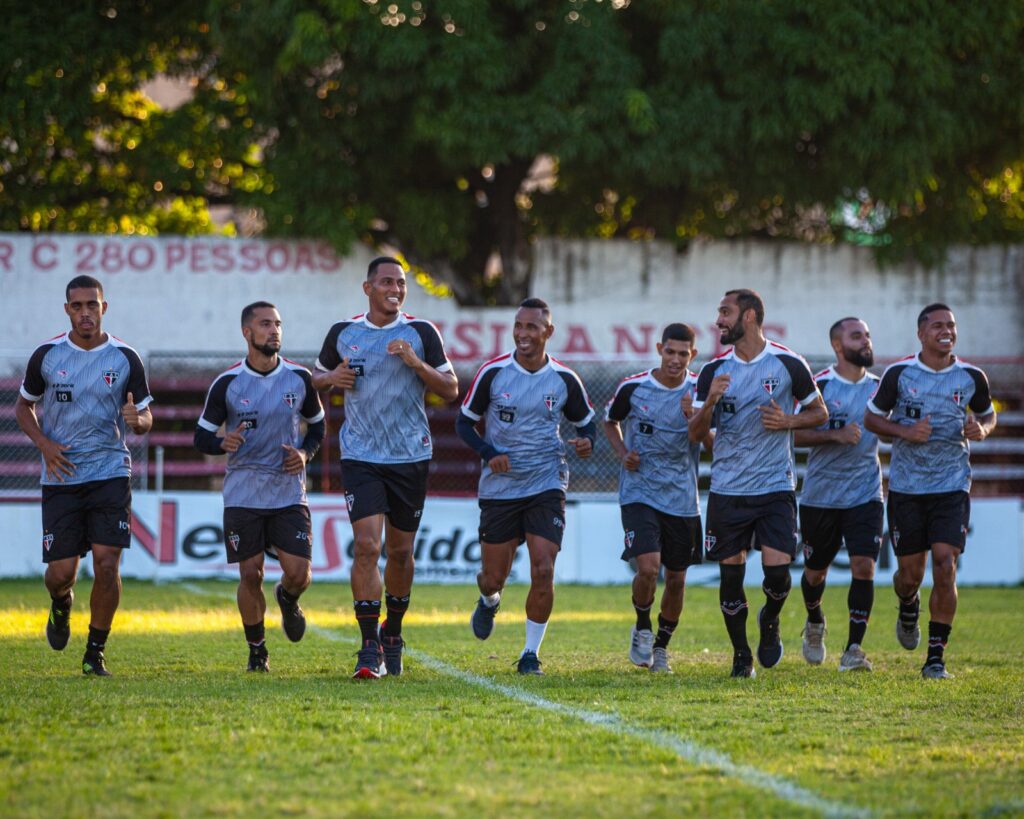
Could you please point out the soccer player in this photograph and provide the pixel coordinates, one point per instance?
(748, 394)
(657, 488)
(260, 402)
(93, 386)
(931, 404)
(841, 500)
(522, 395)
(384, 360)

#####

> Task details:
Give every line of the records above as a JSON list of strings, one string per line, with blank lines and the pictures left out.

> Output of the task:
[
  "Could you please point out the soccer player in this photograph and provide the pixel coordinates, one point per instance?",
  "(748, 394)",
  "(657, 488)",
  "(260, 402)",
  "(93, 386)",
  "(931, 404)",
  "(841, 500)",
  "(522, 395)",
  "(384, 360)"
]